— begin Reading passage —
Building CCIP Messages from EVM to SVM

Introduction

This guide explains how to construct CCIP Messages from Ethereum Virtual Machine (EVM) chains (e.g. Ethereum) to SVM chains (e.g. Solana). We'll cover the message structure, required parameters, and implementation details for different message types including token transfers, arbitrary data messaging, and programmatic token transfers (data and tokens).

CCIP Message Structure

CCIP messages are built using the EVM2AnyMessage struct from the Client.sol library. The EVM2AnyMessage struct is defined as follows:

struct EVM2AnyMessage {
    bytes receiver;
    bytes data;
    EVMTokenAmount[] tokenAmounts;
    address feeToken;
    bytes extraArgs;
}

receiver

  • Definition: The receiver field specifies which program on the destination chain will process the incoming CCIP message.
  • Token-only transfers:
    • Use: 0x0000000000000000000000000000000000000000000000000000000000000000 (32-byte zero address)
    • Why: No program execution needed for token-only transfers.
  • Arbitrary Messaging or Programmatic Token Transfers:
    • Use: The program ID of the SVM program that implements the ccip_receive instruction, converted to a 32-byte hex format.
    • Why: The program will process the incoming CCIP message and execute the ccip_receive instruction.

data

  • Definition: Contains the payload that will be passed to the receiving program
  • For token-only transfers: Empty (0x)
  • For arbitrary messaging or programmatic token transfers: Contains the data the receiver program will process
  • Encoding requirement: Must be encoded as a hex string with 0xĀ· prefix

tokenAmounts

  • Definition: An array of token addresses and amounts to transfer
  • For data-only messages: Must be an empty array
  • For token transfers or programmatic token transfers: Each entry specifies a token address and amount. Note: Check the CCIP Directory for the list of supported tokens on each lane

feeToken

  • Definition: Specifies which token to use for paying CCIP fees
  • For native gas token: Use address(0) to specify the source chain's native gas token (e.g. ETH on Ethereum)
  • For ERC-20 tokens: Can specify an ERC-20 token address for fee payment. Note: Check the CCIP Directory for the list of supported fee tokens on your source chain

extraArgs

The most critical component for SVM-bound messages is the SVMExtraArgsV1 structure:

struct SVMExtraArgsV1 {
    uint32 computeUnits;
    uint64 accountIsWritableBitmap;
    bool allowOutOfOrderExecution;
    bytes32 tokenReceiver;
    bytes32[] accounts;
}

bytes4 public constant SVM_EXTRA_ARGS_V1_TAG = 0x1f3b3aba;

Let's examine each field in detail:

computeUnits

Specifies the amount of compute units allowed for calling the ccip_receive instruction of the receiver program on SVM (similar to gas limit on EVM chains).
— end Reading passage —
→ Set exercise A: Reproduce every line of the data block rows below verbatim.
→ Set exercise B: Extend the guide on building CCIP messages from EVM to SVM chains, beginning immediately after its final sentence.
— begin Information provided —
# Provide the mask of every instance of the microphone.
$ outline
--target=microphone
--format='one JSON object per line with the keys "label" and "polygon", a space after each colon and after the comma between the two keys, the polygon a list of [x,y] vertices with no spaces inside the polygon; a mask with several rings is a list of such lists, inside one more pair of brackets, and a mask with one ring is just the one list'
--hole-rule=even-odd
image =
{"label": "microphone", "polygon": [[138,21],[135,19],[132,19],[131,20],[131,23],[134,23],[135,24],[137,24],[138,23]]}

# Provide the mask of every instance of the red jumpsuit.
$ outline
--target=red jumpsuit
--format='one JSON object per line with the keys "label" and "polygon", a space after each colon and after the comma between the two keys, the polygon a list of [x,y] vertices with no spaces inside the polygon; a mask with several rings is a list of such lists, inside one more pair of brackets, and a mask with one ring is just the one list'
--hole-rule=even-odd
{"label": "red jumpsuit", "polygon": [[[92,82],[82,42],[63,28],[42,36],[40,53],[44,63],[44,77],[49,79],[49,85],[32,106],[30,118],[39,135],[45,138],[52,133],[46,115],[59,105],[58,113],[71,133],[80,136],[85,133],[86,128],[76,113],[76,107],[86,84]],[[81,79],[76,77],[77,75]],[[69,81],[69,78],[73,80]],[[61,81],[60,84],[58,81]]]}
— end Information provided —
→ Written reply A:
# Provide the mask of every instance of the microphone.
$ outline
--target=microphone
--format='one JSON object per line with the keys "label" and "polygon", a space after each colon and after the comma between the two keys, the polygon a list of [x,y] vertices with no spaces inside the polygon; a mask with several rings is a list of such lists, inside one more pair of brackets, and a mask with one ring is just the one list'
--hole-rule=even-odd
image =
{"label": "microphone", "polygon": [[138,21],[135,19],[132,19],[131,20],[131,23],[134,23],[135,24],[137,24],[138,23]]}

# Provide the mask of every instance of the red jumpsuit.
$ outline
--target=red jumpsuit
--format='one JSON object per line with the keys "label" and "polygon", a space after each colon and after the comma between the two keys, the polygon a list of [x,y] vertices with no spaces inside the polygon; a mask with several rings is a list of such lists, inside one more pair of brackets, and a mask with one ring is just the one list'
--hole-rule=even-odd
{"label": "red jumpsuit", "polygon": [[[92,82],[82,42],[63,28],[42,36],[40,53],[44,63],[44,77],[49,79],[49,85],[32,106],[30,118],[39,135],[45,138],[52,133],[46,115],[59,105],[58,113],[71,133],[80,136],[85,133],[86,128],[76,113],[76,107],[86,84]],[[81,79],[76,77],[77,75]],[[69,81],[69,78],[73,80]],[[61,81],[60,84],[58,81]]]}

→ Written reply B:
Understanding SVM Account Model

Unlike EVM chains where smart contracts manage their own storage, SVM blockchains (e.g. Solana) use an account-based architecture where:

  • All data is stored in accounts: There's no dedicated storage for programs
  • Programs are stateless: They can only read from and write to accounts passed to them
  • Explicit account access: Every account a program needs to access must be explicitly provided
  • Access permissions: Each account must be marked as either readable or writable

accounts

An array of 32-byte Solana public keys representing additional accounts required for execution.

accountIsWritableBitmap

A 64-bit bitmap indicating which accounts in the accounts array should be marked as writable.

Suppose your accounts array has 7 accounts and accounts at positions 1 and 2 need to be writable:

accounts[0]: Not writable (bit 0 = 0)
accounts[1]: Writable (bit 1 = 1)
accounts[2]: Writable (bit 2 = 1)
accounts[3]: Not writable (bit 3 = 0)
accounts[4]: Not writable (bit 4 = 0)
accounts[5]: Not writable (bit 5 = 0)
accounts[6]: Not writable (bit 6 = 0)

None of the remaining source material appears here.